# Region annotation items
^^^^^^^^^^^^^^^^

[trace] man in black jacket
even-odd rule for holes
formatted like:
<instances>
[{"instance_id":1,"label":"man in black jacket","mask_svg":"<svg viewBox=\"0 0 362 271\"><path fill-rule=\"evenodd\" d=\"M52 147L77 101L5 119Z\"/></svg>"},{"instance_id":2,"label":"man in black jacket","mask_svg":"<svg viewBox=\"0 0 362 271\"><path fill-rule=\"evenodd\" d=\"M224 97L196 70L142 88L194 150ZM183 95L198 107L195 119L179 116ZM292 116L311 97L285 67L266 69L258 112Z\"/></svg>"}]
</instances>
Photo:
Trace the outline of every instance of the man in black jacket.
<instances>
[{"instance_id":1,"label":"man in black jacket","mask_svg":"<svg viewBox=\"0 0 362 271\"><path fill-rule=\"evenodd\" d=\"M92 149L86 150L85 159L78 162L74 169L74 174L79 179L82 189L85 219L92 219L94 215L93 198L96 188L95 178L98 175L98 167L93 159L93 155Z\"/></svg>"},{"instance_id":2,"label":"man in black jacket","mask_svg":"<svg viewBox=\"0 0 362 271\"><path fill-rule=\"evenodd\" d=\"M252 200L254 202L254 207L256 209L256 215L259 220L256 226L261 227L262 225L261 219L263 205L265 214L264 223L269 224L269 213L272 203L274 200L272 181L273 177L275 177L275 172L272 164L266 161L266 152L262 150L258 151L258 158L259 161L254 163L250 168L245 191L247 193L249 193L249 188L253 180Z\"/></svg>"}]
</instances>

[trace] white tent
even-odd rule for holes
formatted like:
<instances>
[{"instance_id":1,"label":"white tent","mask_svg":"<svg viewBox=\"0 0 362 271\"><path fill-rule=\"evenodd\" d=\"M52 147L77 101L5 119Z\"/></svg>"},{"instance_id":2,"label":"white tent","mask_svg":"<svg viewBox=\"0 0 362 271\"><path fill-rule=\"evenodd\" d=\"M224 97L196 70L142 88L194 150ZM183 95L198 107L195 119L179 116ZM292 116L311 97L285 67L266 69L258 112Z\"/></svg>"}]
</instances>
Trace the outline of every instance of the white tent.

^^^^^^^^^^^^^^^^

# Requirement
List all lines in the entries above that contain the word "every".

# Result for this exercise
Trace the outline of every instance of the man in black jacket.
Trace the outline of every instance of the white tent.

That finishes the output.